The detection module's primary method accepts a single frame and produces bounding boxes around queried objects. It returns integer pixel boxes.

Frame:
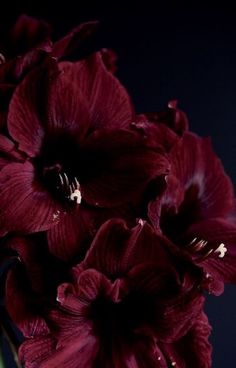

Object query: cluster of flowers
[0,16,236,368]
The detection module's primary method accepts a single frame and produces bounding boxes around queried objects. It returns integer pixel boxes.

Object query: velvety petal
____________
Quote all of the data above word for word, omitting the pictures.

» ANSWER TO THIS PROBLEM
The detection module's primary method accepts a single frame and produces bounding boxes around queried objects. It returns integer pixel boxes.

Frame:

Object query: cluster of flowers
[0,16,236,368]
The detection module's primary method accepts a single frame and produces bounding boxes around queried objects. It returns integer pixel boxes.

Object query: velvety petal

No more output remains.